### OBJECTIVE
Recast the records below as a Markdown table with the columns Row and Line, one line per row, from the line containing "like [(778, 365)]." to the line containing "[(537, 397)]", both included. Include only those lines and leave out any blank lines.

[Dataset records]

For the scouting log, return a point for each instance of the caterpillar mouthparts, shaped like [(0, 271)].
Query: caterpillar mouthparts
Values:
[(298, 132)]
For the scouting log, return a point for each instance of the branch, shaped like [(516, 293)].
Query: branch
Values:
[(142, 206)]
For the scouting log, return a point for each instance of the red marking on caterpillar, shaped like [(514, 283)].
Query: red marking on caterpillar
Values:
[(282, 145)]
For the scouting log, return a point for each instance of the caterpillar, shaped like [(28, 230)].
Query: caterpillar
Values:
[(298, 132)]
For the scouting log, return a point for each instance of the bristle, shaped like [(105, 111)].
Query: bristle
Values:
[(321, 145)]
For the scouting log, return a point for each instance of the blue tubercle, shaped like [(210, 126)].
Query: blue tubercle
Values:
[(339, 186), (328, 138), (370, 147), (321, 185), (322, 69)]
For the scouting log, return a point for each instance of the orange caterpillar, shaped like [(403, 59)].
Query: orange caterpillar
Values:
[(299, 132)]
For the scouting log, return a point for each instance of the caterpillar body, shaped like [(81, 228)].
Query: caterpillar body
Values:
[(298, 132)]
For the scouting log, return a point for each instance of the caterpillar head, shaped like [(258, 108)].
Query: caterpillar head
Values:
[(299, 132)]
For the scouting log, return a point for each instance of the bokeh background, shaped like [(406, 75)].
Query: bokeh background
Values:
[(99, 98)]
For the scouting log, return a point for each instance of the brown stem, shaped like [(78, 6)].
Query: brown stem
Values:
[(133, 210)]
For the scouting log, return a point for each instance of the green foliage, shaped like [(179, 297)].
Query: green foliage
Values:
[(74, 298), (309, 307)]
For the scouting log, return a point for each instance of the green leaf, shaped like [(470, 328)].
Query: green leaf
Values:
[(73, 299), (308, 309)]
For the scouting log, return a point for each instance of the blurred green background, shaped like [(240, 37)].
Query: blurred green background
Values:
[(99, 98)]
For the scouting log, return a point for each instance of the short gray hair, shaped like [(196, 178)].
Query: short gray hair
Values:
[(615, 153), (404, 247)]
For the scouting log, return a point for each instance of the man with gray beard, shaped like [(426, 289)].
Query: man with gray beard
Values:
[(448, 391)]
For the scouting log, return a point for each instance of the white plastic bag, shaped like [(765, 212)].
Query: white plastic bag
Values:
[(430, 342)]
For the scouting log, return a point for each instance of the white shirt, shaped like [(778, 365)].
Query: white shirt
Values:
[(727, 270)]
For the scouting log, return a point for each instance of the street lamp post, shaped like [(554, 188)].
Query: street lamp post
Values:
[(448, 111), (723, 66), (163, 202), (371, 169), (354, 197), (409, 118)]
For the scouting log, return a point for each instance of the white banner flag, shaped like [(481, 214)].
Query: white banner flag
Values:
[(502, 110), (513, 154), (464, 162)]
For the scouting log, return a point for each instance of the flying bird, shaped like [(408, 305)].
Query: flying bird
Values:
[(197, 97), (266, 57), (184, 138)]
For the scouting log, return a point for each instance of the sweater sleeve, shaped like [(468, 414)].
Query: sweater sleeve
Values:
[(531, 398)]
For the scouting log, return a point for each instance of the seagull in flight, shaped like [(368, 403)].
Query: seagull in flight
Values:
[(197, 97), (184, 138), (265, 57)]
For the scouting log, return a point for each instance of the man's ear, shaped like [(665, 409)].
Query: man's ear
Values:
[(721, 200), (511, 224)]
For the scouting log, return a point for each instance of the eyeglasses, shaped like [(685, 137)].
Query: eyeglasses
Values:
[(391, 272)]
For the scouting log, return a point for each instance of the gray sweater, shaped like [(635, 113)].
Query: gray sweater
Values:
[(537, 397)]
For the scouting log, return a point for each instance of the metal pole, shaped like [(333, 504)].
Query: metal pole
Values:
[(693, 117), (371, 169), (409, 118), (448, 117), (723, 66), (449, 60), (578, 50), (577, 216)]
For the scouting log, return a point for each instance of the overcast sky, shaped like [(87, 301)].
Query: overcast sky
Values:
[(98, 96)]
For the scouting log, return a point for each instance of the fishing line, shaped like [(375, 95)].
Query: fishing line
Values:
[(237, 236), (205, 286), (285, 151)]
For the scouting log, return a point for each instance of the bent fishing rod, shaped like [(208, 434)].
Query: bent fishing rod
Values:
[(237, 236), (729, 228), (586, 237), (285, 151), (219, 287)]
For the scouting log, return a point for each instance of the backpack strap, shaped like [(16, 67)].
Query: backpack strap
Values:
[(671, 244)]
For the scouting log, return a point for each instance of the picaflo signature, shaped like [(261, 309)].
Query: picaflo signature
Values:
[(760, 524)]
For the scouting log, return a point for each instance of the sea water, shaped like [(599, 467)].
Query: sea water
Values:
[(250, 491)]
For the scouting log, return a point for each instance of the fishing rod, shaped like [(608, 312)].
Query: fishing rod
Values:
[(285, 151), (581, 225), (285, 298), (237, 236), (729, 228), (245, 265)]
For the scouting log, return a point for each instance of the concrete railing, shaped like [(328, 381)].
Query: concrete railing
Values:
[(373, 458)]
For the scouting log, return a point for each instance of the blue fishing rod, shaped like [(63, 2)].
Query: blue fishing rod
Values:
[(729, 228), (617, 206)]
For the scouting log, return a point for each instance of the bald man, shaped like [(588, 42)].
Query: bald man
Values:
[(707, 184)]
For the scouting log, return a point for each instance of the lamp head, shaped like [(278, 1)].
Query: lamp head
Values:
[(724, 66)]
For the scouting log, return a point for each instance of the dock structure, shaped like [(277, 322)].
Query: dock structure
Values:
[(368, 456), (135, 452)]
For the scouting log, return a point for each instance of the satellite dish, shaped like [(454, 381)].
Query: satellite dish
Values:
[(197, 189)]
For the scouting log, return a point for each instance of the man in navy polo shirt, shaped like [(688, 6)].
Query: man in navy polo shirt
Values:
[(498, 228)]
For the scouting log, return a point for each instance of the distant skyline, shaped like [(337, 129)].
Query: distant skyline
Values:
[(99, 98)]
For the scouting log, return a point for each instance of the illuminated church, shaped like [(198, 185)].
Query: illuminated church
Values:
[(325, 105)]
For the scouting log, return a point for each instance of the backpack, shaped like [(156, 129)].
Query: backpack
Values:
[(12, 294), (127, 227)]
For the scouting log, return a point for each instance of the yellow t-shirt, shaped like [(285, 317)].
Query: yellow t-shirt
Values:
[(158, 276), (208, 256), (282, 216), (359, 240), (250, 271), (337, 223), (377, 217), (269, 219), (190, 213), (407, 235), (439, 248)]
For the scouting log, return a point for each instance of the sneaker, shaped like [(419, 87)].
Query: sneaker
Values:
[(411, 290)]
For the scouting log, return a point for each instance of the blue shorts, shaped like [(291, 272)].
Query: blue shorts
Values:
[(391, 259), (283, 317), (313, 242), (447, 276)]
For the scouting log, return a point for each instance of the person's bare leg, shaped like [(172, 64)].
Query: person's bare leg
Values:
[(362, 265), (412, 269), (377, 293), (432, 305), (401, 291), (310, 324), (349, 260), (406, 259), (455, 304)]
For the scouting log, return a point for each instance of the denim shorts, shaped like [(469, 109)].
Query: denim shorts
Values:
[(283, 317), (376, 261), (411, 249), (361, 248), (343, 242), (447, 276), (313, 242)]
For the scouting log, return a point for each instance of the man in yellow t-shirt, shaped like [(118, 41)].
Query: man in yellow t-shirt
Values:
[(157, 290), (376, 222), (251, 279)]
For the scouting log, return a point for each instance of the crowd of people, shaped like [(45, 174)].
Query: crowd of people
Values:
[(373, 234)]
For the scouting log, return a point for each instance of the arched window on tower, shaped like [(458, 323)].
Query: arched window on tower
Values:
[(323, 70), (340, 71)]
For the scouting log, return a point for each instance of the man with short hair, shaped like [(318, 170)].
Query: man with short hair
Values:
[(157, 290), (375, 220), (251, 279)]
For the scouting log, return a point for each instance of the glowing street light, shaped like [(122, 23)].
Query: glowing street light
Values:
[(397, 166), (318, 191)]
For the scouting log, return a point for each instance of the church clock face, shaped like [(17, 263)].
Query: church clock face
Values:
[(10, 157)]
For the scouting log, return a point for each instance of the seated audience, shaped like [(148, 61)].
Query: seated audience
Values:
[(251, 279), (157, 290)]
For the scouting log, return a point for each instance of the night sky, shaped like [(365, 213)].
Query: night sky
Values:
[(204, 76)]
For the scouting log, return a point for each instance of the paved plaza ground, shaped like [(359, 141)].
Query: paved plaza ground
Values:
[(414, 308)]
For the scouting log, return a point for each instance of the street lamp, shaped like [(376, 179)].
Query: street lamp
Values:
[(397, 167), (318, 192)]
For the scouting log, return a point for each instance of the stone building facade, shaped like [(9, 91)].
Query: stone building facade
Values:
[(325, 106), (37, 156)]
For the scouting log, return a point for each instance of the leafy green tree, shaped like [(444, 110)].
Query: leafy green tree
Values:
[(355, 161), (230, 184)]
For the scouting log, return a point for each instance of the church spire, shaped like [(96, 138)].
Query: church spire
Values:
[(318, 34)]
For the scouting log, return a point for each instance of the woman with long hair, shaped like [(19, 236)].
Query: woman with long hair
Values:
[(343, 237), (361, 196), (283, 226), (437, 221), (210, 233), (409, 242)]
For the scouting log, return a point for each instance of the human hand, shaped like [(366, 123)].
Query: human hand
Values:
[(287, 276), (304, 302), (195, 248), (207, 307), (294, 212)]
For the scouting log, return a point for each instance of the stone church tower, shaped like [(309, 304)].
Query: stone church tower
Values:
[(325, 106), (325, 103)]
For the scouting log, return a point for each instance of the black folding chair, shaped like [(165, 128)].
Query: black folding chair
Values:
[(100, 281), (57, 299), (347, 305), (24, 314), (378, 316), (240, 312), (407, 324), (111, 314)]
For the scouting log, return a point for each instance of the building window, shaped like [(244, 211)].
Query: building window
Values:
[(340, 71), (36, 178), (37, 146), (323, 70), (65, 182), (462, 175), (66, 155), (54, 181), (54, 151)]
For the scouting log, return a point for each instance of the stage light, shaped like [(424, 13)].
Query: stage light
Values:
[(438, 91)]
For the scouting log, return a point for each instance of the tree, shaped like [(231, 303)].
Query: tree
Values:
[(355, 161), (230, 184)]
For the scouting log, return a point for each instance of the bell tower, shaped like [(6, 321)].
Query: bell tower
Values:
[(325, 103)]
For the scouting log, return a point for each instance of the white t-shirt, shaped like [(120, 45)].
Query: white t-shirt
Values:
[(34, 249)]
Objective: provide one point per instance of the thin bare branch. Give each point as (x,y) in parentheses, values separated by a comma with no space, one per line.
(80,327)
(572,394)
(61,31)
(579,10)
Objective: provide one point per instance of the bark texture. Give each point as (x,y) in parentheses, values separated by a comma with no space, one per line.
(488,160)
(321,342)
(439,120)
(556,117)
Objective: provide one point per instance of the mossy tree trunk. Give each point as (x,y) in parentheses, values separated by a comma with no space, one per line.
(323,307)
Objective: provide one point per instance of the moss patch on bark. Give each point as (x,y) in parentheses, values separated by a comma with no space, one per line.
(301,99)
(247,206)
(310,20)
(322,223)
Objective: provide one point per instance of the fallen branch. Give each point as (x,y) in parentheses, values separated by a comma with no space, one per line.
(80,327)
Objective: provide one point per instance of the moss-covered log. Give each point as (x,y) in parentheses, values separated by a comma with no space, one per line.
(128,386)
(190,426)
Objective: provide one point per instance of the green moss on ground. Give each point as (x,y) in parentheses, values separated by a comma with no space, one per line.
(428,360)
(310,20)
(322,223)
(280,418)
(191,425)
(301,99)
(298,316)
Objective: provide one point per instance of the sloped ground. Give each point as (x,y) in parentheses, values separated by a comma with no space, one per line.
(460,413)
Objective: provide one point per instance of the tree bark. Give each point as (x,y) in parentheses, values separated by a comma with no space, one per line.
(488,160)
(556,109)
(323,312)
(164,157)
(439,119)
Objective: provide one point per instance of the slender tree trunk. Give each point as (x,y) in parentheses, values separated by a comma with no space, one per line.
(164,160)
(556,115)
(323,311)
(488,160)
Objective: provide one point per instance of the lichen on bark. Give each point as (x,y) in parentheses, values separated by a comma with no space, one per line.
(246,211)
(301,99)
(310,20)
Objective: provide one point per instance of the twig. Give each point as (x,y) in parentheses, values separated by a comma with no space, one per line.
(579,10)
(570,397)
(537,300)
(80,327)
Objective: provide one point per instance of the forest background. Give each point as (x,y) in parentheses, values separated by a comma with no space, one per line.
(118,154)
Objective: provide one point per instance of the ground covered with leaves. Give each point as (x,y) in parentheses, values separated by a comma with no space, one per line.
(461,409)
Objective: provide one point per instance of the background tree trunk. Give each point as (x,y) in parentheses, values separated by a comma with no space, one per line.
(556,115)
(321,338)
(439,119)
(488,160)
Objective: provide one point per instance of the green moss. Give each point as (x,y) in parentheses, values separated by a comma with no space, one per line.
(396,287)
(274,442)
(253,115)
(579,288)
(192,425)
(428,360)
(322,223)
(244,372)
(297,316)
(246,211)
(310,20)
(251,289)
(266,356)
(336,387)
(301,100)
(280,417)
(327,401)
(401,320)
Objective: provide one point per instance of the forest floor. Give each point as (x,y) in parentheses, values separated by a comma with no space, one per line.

### RESPONSE
| Row | Line |
|---|---|
| 1 | For the scouting log, return a point for each instance of the white shirt, shaped like [(778, 365)]. |
| 2 | Query: white shirt |
| 3 | Values: |
| 4 | [(727, 270)] |
| 5 | For the scouting log, return a point for each instance of the street lamp post, shaped like [(554, 188)]. |
| 6 | Query: street lamp post |
| 7 | Values: |
| 8 | [(448, 111), (723, 66), (163, 202), (371, 169), (354, 197), (409, 118)] |
| 9 | For the scouting log, return a point for each instance of the white banner flag, shaped like [(481, 214)]. |
| 10 | Query: white banner flag |
| 11 | Values: |
| 12 | [(502, 110), (513, 154), (464, 162)] |
| 13 | For the scouting log, return a point for each instance of the flying bird, shaped like [(408, 305)]. |
| 14 | Query: flying bird |
| 15 | Values: |
| 16 | [(197, 97), (266, 57), (184, 138)] |
| 17 | For the scouting log, return a point for each instance of the sweater sleeve, shaped like [(468, 414)]. |
| 18 | Query: sweater sleeve |
| 19 | Values: |
| 20 | [(531, 398)] |
| 21 | For the scouting log, return a point for each instance of the seagull in flight, shaped like [(368, 403)]. |
| 22 | Query: seagull in flight |
| 23 | Values: |
| 24 | [(197, 97), (184, 138), (265, 57)] |
| 25 | For the scouting log, return a point for each instance of the man's ear, shaped like [(665, 409)]. |
| 26 | Query: man's ear |
| 27 | Values: |
| 28 | [(721, 200), (511, 224)] |
| 29 | For the scouting log, return a point for each instance of the eyeglasses, shaped like [(685, 137)]. |
| 30 | Query: eyeglasses |
| 31 | Values: |
| 32 | [(391, 272)] |
| 33 | For the scouting log, return a point for each instance of the gray sweater, shaped like [(635, 113)]. |
| 34 | Query: gray sweater |
| 35 | Values: |
| 36 | [(537, 397)] |